Directions >>
Answer each question using the cheetah lure text below.
1. Which university is Marthie an MSc student at?
2. What is tied to the rope of the cheetah lure?
3. How often will blood be collected from the cheetahs in both groups?

Meet Marthie, an MSc student from the University of Pretoria. She joined us about a month ago in order to conduct research on whether or not the cheetah lure is effective in creating a healthier and more natural environment for captive cheetahs. This will determine whether or not the lure should be enforced for captive cheetahs as environmental enrichment.
The cheetah lure is a machine that simulates the animal’s natural hunting behaviour– prompting the cheetah to run. It consists of a pulley system and a rope to which a mop head is tied. This ‘lure’, or mop head, simulates a small animal running through the grass. The cheetah will instinctively set off on a high speed chase over approximately 80m.
Marthie uses 10 cheetahs from HESC as part of her trial. These animals are separated into two uniform groups of five. The one group acts as a control group and the other as the test group. The test group animals will run on each of the feeding days and a visual health assessment will be done for both groups every second day when the cheetahs are fed. Once every two weeks blood will be collected from the animals of both groups to test their overall health. Some parameters are tested in the HESC hospital itself. The rest of the tests are sent away to laboratories in Johannesburg.

Excerpted data >>
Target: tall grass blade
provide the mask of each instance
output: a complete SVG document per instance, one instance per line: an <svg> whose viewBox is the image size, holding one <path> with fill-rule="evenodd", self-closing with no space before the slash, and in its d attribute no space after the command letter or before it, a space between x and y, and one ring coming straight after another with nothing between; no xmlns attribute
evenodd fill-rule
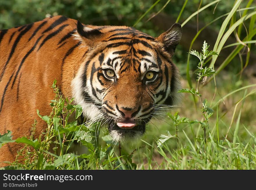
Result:
<svg viewBox="0 0 256 190"><path fill-rule="evenodd" d="M239 6L239 5L240 5L240 4L242 0L238 0L236 1L231 11L227 17L226 19L225 19L225 20L223 22L223 23L222 23L222 25L221 25L221 29L220 30L220 31L219 32L218 36L217 37L217 39L216 40L216 42L215 42L214 47L213 48L213 50L214 52L217 52L218 54L219 54L219 52L218 52L218 47L219 45L219 43L221 40L221 37L222 37L223 34L224 33L225 30L227 28L227 24L230 21L232 18L234 13L235 12L236 10L238 8L238 7ZM218 56L217 55L213 55L212 56L212 59L211 60L211 62L210 65L210 67L213 67L213 66L214 65L214 63L215 63L217 57Z"/></svg>

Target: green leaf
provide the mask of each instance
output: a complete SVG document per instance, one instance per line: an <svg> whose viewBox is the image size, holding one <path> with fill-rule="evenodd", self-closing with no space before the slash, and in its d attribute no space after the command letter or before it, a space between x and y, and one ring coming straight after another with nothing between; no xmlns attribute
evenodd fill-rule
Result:
<svg viewBox="0 0 256 190"><path fill-rule="evenodd" d="M15 140L12 139L12 131L9 130L7 131L7 133L5 133L3 135L0 134L0 148L6 143L15 142Z"/></svg>
<svg viewBox="0 0 256 190"><path fill-rule="evenodd" d="M58 129L60 134L76 131L81 128L80 125L77 125L77 121L75 121L66 125L65 128L59 127Z"/></svg>
<svg viewBox="0 0 256 190"><path fill-rule="evenodd" d="M90 133L85 131L77 131L75 136L77 137L77 142L80 140L84 140L88 142L90 142L92 140L92 138Z"/></svg>
<svg viewBox="0 0 256 190"><path fill-rule="evenodd" d="M60 125L59 122L60 122L60 118L58 117L54 117L53 118L53 126L54 127L54 129L56 131L58 130L58 127Z"/></svg>
<svg viewBox="0 0 256 190"><path fill-rule="evenodd" d="M40 145L37 140L37 139L34 140L32 140L25 137L22 137L21 138L17 138L15 140L15 142L18 143L24 143L29 145L35 149L38 148L40 147Z"/></svg>
<svg viewBox="0 0 256 190"><path fill-rule="evenodd" d="M170 134L170 132L169 131L167 131L167 135L161 134L160 135L159 138L157 142L157 147L159 147L163 146L163 144L164 142L165 142L166 140L168 140L170 138L171 138L173 137L175 137L175 136L172 135Z"/></svg>
<svg viewBox="0 0 256 190"><path fill-rule="evenodd" d="M76 119L77 119L82 114L82 106L80 105L76 105L74 107L76 108Z"/></svg>
<svg viewBox="0 0 256 190"><path fill-rule="evenodd" d="M108 144L111 144L113 140L113 139L110 135L106 135L103 137L102 137L101 138L103 140Z"/></svg>
<svg viewBox="0 0 256 190"><path fill-rule="evenodd" d="M90 142L84 140L81 140L81 142L82 143L82 145L84 146L86 146L87 147L89 150L90 150L92 152L94 152L94 151L95 147Z"/></svg>
<svg viewBox="0 0 256 190"><path fill-rule="evenodd" d="M179 93L180 93L181 92L182 93L190 93L192 94L195 94L195 95L196 95L197 96L202 96L202 95L200 94L199 92L198 92L197 90L195 90L195 89L193 88L191 88L191 90L190 90L188 88L186 89L182 89L179 90L178 90L177 92Z"/></svg>

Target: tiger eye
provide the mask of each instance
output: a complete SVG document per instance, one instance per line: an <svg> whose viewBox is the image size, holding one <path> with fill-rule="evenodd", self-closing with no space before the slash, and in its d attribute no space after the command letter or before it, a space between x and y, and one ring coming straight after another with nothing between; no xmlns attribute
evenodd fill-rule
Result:
<svg viewBox="0 0 256 190"><path fill-rule="evenodd" d="M153 72L152 71L149 71L147 72L146 74L145 75L145 77L146 77L147 79L150 80L154 78L154 74Z"/></svg>
<svg viewBox="0 0 256 190"><path fill-rule="evenodd" d="M113 77L115 76L115 72L111 69L108 69L106 71L106 74L109 77Z"/></svg>

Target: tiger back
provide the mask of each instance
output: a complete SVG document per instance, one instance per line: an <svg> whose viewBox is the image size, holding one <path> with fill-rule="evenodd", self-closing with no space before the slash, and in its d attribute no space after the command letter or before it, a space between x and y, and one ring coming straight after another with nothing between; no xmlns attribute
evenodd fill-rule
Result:
<svg viewBox="0 0 256 190"><path fill-rule="evenodd" d="M54 79L92 123L104 120L114 140L139 138L161 105L175 105L180 86L171 58L180 25L154 38L133 28L85 25L63 16L0 31L0 133L35 138L47 126ZM14 160L22 145L0 149ZM1 164L0 163L0 165ZM3 164L2 165L4 165Z"/></svg>

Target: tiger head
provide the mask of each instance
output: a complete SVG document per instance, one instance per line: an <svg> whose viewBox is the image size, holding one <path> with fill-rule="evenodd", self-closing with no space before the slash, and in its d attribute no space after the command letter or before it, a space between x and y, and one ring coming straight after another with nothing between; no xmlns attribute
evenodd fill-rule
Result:
<svg viewBox="0 0 256 190"><path fill-rule="evenodd" d="M72 84L85 116L107 124L116 142L141 137L154 115L179 99L180 77L172 57L182 34L177 23L153 38L126 26L78 21L74 36L86 56Z"/></svg>

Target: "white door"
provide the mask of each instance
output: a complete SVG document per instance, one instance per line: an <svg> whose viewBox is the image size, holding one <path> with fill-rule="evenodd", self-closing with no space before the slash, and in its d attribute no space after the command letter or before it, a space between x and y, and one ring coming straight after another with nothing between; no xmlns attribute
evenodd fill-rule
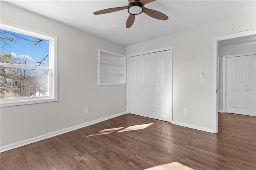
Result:
<svg viewBox="0 0 256 170"><path fill-rule="evenodd" d="M171 101L170 51L148 54L148 117L170 122Z"/></svg>
<svg viewBox="0 0 256 170"><path fill-rule="evenodd" d="M256 116L256 56L227 58L226 112Z"/></svg>
<svg viewBox="0 0 256 170"><path fill-rule="evenodd" d="M147 55L129 58L130 113L147 117Z"/></svg>

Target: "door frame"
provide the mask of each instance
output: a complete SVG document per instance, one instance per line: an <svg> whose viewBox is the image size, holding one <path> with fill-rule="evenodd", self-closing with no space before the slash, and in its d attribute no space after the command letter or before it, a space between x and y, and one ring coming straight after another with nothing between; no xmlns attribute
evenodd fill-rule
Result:
<svg viewBox="0 0 256 170"><path fill-rule="evenodd" d="M213 99L213 130L214 133L218 132L218 109L217 103L219 102L217 97L218 91L218 41L226 40L232 39L234 38L245 37L246 36L256 35L256 29L248 31L243 31L230 34L219 36L213 38L213 90L212 96Z"/></svg>
<svg viewBox="0 0 256 170"><path fill-rule="evenodd" d="M222 57L222 111L223 113L226 113L226 60L227 58L236 57L242 57L247 55L256 55L256 52L252 53L242 53L240 54L232 54L230 55L223 55Z"/></svg>
<svg viewBox="0 0 256 170"><path fill-rule="evenodd" d="M172 66L172 69L171 69L171 95L172 97L171 98L171 103L172 109L171 109L171 121L170 123L172 123L172 112L173 110L173 52L172 46L164 47L163 48L158 48L151 50L146 51L145 51L141 52L139 53L134 53L132 54L126 55L126 112L129 113L130 111L129 110L129 57L135 57L138 55L140 55L144 54L147 54L150 53L156 53L158 52L162 51L163 51L170 50L170 53L171 56L171 63L170 65Z"/></svg>

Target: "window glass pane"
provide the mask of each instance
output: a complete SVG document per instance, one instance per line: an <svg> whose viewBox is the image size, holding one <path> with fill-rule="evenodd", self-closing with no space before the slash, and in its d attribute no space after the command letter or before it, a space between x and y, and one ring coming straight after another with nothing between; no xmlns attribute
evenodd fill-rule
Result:
<svg viewBox="0 0 256 170"><path fill-rule="evenodd" d="M0 67L1 99L49 96L49 71Z"/></svg>
<svg viewBox="0 0 256 170"><path fill-rule="evenodd" d="M0 30L0 61L49 66L49 40Z"/></svg>

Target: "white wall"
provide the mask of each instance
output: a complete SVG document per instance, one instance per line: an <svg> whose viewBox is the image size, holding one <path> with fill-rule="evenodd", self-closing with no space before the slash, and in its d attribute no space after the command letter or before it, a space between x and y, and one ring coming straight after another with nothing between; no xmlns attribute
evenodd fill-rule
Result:
<svg viewBox="0 0 256 170"><path fill-rule="evenodd" d="M219 80L219 110L222 111L222 91L223 91L223 75L222 75L222 59L223 55L231 54L240 54L242 53L256 52L256 42L245 43L233 45L222 47L218 49L220 55L220 70Z"/></svg>
<svg viewBox="0 0 256 170"><path fill-rule="evenodd" d="M213 131L213 38L256 28L251 13L126 47L126 54L173 46L173 121ZM203 70L204 84L199 84ZM183 109L188 114L183 114Z"/></svg>
<svg viewBox="0 0 256 170"><path fill-rule="evenodd" d="M1 108L1 146L126 111L126 86L98 86L97 63L98 48L125 46L0 3L2 20L57 36L58 60L58 101Z"/></svg>

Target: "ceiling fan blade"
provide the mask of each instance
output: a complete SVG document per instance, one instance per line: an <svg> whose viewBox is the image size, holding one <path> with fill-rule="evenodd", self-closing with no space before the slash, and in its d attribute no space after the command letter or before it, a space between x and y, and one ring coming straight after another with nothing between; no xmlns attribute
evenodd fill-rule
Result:
<svg viewBox="0 0 256 170"><path fill-rule="evenodd" d="M144 6L148 3L151 2L156 0L140 0L139 2Z"/></svg>
<svg viewBox="0 0 256 170"><path fill-rule="evenodd" d="M148 9L146 8L143 7L143 12L149 16L151 16L154 18L157 19L158 20L167 20L169 17L164 13L160 12L156 10L151 10L151 9Z"/></svg>
<svg viewBox="0 0 256 170"><path fill-rule="evenodd" d="M96 12L94 12L93 14L94 15L99 15L101 14L107 14L127 9L128 9L128 6L122 6L120 7L112 8L111 8L105 9L104 10L96 11Z"/></svg>
<svg viewBox="0 0 256 170"><path fill-rule="evenodd" d="M136 2L135 0L128 0L128 1L129 2L129 3L132 2Z"/></svg>
<svg viewBox="0 0 256 170"><path fill-rule="evenodd" d="M126 28L129 28L132 26L135 19L134 15L130 14L126 21Z"/></svg>

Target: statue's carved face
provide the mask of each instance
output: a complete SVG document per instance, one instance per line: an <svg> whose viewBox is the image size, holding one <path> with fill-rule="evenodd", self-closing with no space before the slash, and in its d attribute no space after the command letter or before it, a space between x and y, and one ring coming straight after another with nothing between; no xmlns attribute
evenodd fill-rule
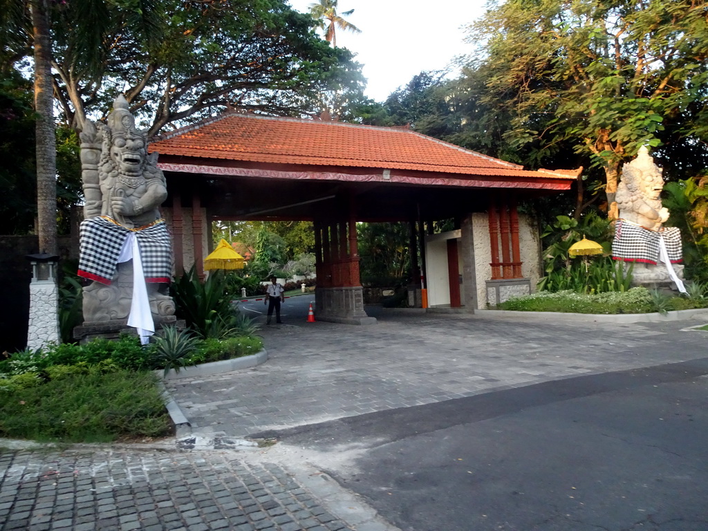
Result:
<svg viewBox="0 0 708 531"><path fill-rule="evenodd" d="M142 175L147 156L145 139L140 135L130 130L113 134L110 158L120 173L132 176Z"/></svg>
<svg viewBox="0 0 708 531"><path fill-rule="evenodd" d="M639 173L637 180L642 193L649 199L658 199L663 188L661 172L644 170Z"/></svg>

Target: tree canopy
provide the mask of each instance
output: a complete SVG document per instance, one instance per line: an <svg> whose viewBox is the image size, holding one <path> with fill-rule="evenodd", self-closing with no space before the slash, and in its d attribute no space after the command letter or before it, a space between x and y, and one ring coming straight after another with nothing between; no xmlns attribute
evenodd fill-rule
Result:
<svg viewBox="0 0 708 531"><path fill-rule="evenodd" d="M570 142L611 202L621 162L666 129L708 138L706 13L700 0L508 0L470 27L468 79L508 115L512 147L537 158Z"/></svg>
<svg viewBox="0 0 708 531"><path fill-rule="evenodd" d="M150 135L228 109L304 115L319 114L333 94L362 98L351 53L328 46L315 21L283 0L127 4L52 4L54 93L74 129L104 116L119 93ZM23 27L30 31L20 25L4 39L6 68L28 57Z"/></svg>

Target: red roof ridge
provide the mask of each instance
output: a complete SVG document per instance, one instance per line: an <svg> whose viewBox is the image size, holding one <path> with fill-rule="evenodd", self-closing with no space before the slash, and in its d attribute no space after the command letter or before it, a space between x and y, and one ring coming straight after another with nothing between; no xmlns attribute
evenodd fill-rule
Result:
<svg viewBox="0 0 708 531"><path fill-rule="evenodd" d="M236 109L232 109L229 110L225 110L221 114L217 115L216 116L210 116L206 118L202 118L198 122L195 122L189 125L185 125L178 129L174 129L171 131L167 132L160 133L159 135L156 135L154 137L150 139L150 143L156 142L160 140L169 140L173 137L178 136L183 133L189 132L190 131L194 131L197 129L203 127L205 125L209 125L210 124L215 123L219 122L224 118L228 118L229 116L233 116L234 115L243 115L244 111L237 110Z"/></svg>
<svg viewBox="0 0 708 531"><path fill-rule="evenodd" d="M248 111L240 110L227 110L217 116L205 118L199 122L195 122L193 124L186 125L183 127L181 127L180 129L176 129L173 131L169 132L169 133L157 135L153 138L152 142L167 140L176 136L179 136L180 135L182 135L183 133L189 132L190 131L193 131L200 129L204 126L209 125L212 123L215 123L217 122L219 122L222 120L224 120L227 118L231 118L232 116L239 116L244 118L251 118L255 120L275 120L275 121L291 122L298 122L304 124L318 124L330 127L353 127L357 129L368 129L374 131L385 131L391 133L415 135L426 140L431 141L443 146L446 146L447 147L452 148L462 153L474 154L476 156L484 159L484 160L499 164L500 166L503 166L508 168L513 168L513 169L518 169L518 170L523 170L524 169L524 166L521 164L515 164L511 162L507 162L506 161L503 161L501 160L500 159L496 159L493 156L489 156L489 155L485 155L478 152L473 151L472 149L467 149L466 148L461 147L460 146L455 145L455 144L450 144L450 142L446 142L443 140L440 140L437 138L430 137L427 135L423 135L423 133L417 132L416 131L411 131L409 125L393 125L389 127L381 126L381 125L370 125L367 124L349 123L348 122L324 120L321 120L319 118L297 118L291 116L269 116L267 115L257 115L257 114L250 113ZM546 172L554 173L551 170L547 170Z"/></svg>
<svg viewBox="0 0 708 531"><path fill-rule="evenodd" d="M580 174L583 173L583 166L580 166L574 170L547 170L544 168L539 168L537 170L539 173L551 173L552 175L562 175L566 177L572 177L574 179L578 178Z"/></svg>
<svg viewBox="0 0 708 531"><path fill-rule="evenodd" d="M503 166L506 166L510 168L513 168L515 170L523 170L524 169L522 164L515 164L513 162L507 162L506 161L503 161L501 159L495 159L493 156L489 156L489 155L485 155L484 154L479 153L479 152L472 151L472 149L467 149L467 148L462 147L461 146L455 145L455 144L450 144L450 142L446 142L445 140L440 140L439 139L435 138L433 137L429 137L427 135L423 135L423 133L419 133L416 131L409 131L409 132L413 133L413 135L417 135L419 137L423 137L427 140L430 140L438 144L442 144L443 146L447 146L447 147L452 147L457 151L462 152L462 153L470 153L474 155L476 155L479 157L484 159L485 160L490 161L491 162L496 162L497 164L501 164Z"/></svg>

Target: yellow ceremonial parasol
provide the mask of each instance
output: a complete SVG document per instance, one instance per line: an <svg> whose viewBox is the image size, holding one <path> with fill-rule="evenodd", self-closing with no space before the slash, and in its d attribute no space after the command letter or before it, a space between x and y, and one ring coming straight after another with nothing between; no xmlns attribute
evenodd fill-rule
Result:
<svg viewBox="0 0 708 531"><path fill-rule="evenodd" d="M588 240L584 236L580 241L576 241L571 248L568 249L568 254L571 256L579 256L588 254L602 254L603 246L596 241Z"/></svg>
<svg viewBox="0 0 708 531"><path fill-rule="evenodd" d="M212 269L243 269L244 257L234 251L228 242L222 239L214 249L214 252L204 259L204 268Z"/></svg>

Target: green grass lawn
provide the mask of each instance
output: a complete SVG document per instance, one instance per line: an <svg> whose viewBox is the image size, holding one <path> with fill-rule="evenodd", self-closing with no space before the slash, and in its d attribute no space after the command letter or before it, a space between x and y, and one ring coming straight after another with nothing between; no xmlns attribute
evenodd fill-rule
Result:
<svg viewBox="0 0 708 531"><path fill-rule="evenodd" d="M171 433L152 372L73 374L23 389L0 387L1 437L109 442Z"/></svg>
<svg viewBox="0 0 708 531"><path fill-rule="evenodd" d="M496 309L578 314L646 314L707 307L708 299L702 297L668 297L649 292L644 287L633 287L626 292L594 295L583 295L570 290L556 292L542 291L510 299L498 304Z"/></svg>

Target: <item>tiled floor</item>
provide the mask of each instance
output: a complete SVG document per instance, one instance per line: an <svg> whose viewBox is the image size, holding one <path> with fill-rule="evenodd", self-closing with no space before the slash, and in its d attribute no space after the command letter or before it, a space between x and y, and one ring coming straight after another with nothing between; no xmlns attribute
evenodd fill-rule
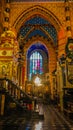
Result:
<svg viewBox="0 0 73 130"><path fill-rule="evenodd" d="M0 130L73 130L73 123L52 105L39 104L39 109L44 119L34 114L27 118L25 115L8 117L0 121Z"/></svg>

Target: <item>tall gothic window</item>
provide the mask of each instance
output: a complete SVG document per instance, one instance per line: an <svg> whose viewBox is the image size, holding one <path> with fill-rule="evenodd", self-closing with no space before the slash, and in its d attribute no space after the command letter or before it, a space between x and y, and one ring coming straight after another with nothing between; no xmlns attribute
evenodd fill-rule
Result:
<svg viewBox="0 0 73 130"><path fill-rule="evenodd" d="M30 56L30 79L34 74L42 74L43 73L43 57L38 52L35 51Z"/></svg>

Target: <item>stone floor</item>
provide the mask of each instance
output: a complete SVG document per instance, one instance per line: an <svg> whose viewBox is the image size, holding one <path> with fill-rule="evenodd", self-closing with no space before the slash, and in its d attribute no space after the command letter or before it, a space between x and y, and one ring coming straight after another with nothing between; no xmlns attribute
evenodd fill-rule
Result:
<svg viewBox="0 0 73 130"><path fill-rule="evenodd" d="M65 117L53 105L37 105L37 113L0 119L0 130L73 130L73 121ZM44 118L43 118L44 115Z"/></svg>

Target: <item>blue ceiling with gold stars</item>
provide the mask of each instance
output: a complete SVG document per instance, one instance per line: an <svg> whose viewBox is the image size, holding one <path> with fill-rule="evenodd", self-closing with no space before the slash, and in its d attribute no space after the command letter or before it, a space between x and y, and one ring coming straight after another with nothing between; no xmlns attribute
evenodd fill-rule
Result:
<svg viewBox="0 0 73 130"><path fill-rule="evenodd" d="M51 37L54 43L57 43L56 29L50 22L40 16L35 16L27 20L20 28L18 35L26 38L26 40L31 39L33 36L42 36L47 39Z"/></svg>
<svg viewBox="0 0 73 130"><path fill-rule="evenodd" d="M12 2L52 2L52 1L65 1L65 0L11 0ZM71 1L71 0L70 0Z"/></svg>

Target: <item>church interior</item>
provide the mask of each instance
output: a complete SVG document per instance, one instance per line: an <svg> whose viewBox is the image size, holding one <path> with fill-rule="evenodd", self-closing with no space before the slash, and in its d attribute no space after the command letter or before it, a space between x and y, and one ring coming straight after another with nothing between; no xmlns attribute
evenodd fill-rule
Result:
<svg viewBox="0 0 73 130"><path fill-rule="evenodd" d="M35 98L73 120L73 0L0 0L0 117Z"/></svg>

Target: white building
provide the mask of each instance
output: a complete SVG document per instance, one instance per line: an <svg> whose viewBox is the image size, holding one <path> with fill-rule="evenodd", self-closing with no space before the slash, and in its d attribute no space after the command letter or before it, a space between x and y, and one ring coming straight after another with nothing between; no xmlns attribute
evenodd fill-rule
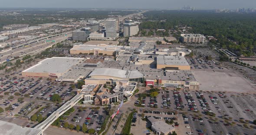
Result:
<svg viewBox="0 0 256 135"><path fill-rule="evenodd" d="M181 40L183 42L204 44L205 37L200 34L181 34Z"/></svg>
<svg viewBox="0 0 256 135"><path fill-rule="evenodd" d="M105 28L106 29L106 37L112 38L114 39L117 38L116 20L112 18L108 19L106 20Z"/></svg>
<svg viewBox="0 0 256 135"><path fill-rule="evenodd" d="M0 41L8 40L8 39L9 38L8 36L0 36Z"/></svg>
<svg viewBox="0 0 256 135"><path fill-rule="evenodd" d="M124 23L124 36L129 37L138 33L139 27L133 23Z"/></svg>

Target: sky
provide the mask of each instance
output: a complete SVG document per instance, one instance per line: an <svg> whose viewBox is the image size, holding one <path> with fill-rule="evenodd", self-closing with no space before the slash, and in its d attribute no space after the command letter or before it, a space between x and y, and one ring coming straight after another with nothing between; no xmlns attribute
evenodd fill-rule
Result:
<svg viewBox="0 0 256 135"><path fill-rule="evenodd" d="M84 8L180 9L256 8L256 0L0 0L0 8Z"/></svg>

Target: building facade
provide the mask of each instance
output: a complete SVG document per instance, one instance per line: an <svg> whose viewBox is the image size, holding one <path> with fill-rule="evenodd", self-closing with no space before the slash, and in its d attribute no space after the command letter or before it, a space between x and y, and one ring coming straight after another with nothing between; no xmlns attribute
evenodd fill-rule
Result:
<svg viewBox="0 0 256 135"><path fill-rule="evenodd" d="M181 35L181 40L183 42L204 44L205 42L205 37L202 34L182 34Z"/></svg>
<svg viewBox="0 0 256 135"><path fill-rule="evenodd" d="M124 37L135 35L139 31L139 27L136 24L124 23Z"/></svg>
<svg viewBox="0 0 256 135"><path fill-rule="evenodd" d="M72 32L73 40L86 41L91 33L90 28L83 28Z"/></svg>
<svg viewBox="0 0 256 135"><path fill-rule="evenodd" d="M90 28L92 30L95 32L99 31L99 23L98 22L92 22L86 24L86 26Z"/></svg>
<svg viewBox="0 0 256 135"><path fill-rule="evenodd" d="M107 38L112 38L114 39L117 38L117 20L110 18L106 20L105 28L106 29L106 37Z"/></svg>

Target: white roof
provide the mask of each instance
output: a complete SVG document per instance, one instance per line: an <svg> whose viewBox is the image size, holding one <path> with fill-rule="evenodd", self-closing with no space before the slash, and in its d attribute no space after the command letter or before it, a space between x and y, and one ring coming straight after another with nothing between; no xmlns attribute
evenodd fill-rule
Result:
<svg viewBox="0 0 256 135"><path fill-rule="evenodd" d="M144 77L138 71L125 71L121 69L110 68L95 69L89 76L108 76L122 79L141 78Z"/></svg>
<svg viewBox="0 0 256 135"><path fill-rule="evenodd" d="M83 58L53 57L40 61L23 72L34 73L63 73Z"/></svg>
<svg viewBox="0 0 256 135"><path fill-rule="evenodd" d="M14 123L0 120L0 135L36 135L42 129L23 128Z"/></svg>

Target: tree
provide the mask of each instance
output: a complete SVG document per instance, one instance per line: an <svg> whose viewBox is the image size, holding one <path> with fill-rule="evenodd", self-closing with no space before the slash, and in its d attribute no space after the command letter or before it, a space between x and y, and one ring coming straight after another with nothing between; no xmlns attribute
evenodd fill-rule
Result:
<svg viewBox="0 0 256 135"><path fill-rule="evenodd" d="M54 94L52 96L52 100L54 101L60 102L61 100L60 96L57 94Z"/></svg>
<svg viewBox="0 0 256 135"><path fill-rule="evenodd" d="M53 122L52 125L55 125L58 127L59 127L59 126L60 126L60 122L59 122L60 119L59 119L59 118L58 118L57 119L56 119Z"/></svg>
<svg viewBox="0 0 256 135"><path fill-rule="evenodd" d="M37 120L37 116L36 116L36 115L35 114L31 116L31 118L30 118L30 119L33 121L34 121L34 122L36 121Z"/></svg>
<svg viewBox="0 0 256 135"><path fill-rule="evenodd" d="M73 124L69 124L69 129L73 129L74 128L75 128L75 125L74 125Z"/></svg>
<svg viewBox="0 0 256 135"><path fill-rule="evenodd" d="M20 93L19 92L16 92L14 93L14 95L16 96L20 96Z"/></svg>
<svg viewBox="0 0 256 135"><path fill-rule="evenodd" d="M68 123L68 122L65 122L64 123L63 125L63 126L65 128L68 128L69 126L69 123Z"/></svg>
<svg viewBox="0 0 256 135"><path fill-rule="evenodd" d="M11 96L8 97L8 100L13 100L13 99L14 98L14 97L13 96Z"/></svg>
<svg viewBox="0 0 256 135"><path fill-rule="evenodd" d="M94 133L96 131L95 131L95 130L94 129L89 129L89 130L88 130L88 133L92 134L94 134Z"/></svg>
<svg viewBox="0 0 256 135"><path fill-rule="evenodd" d="M0 107L0 113L3 112L3 109L2 107Z"/></svg>
<svg viewBox="0 0 256 135"><path fill-rule="evenodd" d="M82 132L84 132L84 133L86 133L87 131L87 126L86 126L86 125L85 125L85 123L83 124L83 126L82 129Z"/></svg>
<svg viewBox="0 0 256 135"><path fill-rule="evenodd" d="M176 133L176 132L175 132L175 131L172 132L172 134L171 135L177 135L177 133Z"/></svg>
<svg viewBox="0 0 256 135"><path fill-rule="evenodd" d="M77 84L77 88L82 89L82 86L85 85L85 82L82 80L79 80L76 84Z"/></svg>
<svg viewBox="0 0 256 135"><path fill-rule="evenodd" d="M3 94L4 94L5 95L9 95L9 94L10 93L10 92L5 92L3 93Z"/></svg>
<svg viewBox="0 0 256 135"><path fill-rule="evenodd" d="M157 96L158 95L158 93L156 91L153 91L150 93L150 96L152 97Z"/></svg>
<svg viewBox="0 0 256 135"><path fill-rule="evenodd" d="M37 122L42 122L43 119L43 116L42 114L39 114L37 117Z"/></svg>
<svg viewBox="0 0 256 135"><path fill-rule="evenodd" d="M156 43L157 45L161 45L162 44L162 42L158 40L157 42L156 42Z"/></svg>
<svg viewBox="0 0 256 135"><path fill-rule="evenodd" d="M79 132L80 129L81 129L81 127L80 127L80 125L76 125L76 127L75 128L75 129L76 129L76 131Z"/></svg>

The completed task >>
1. The University of Pretoria.
2. A mop head.
3. Once every two weeks.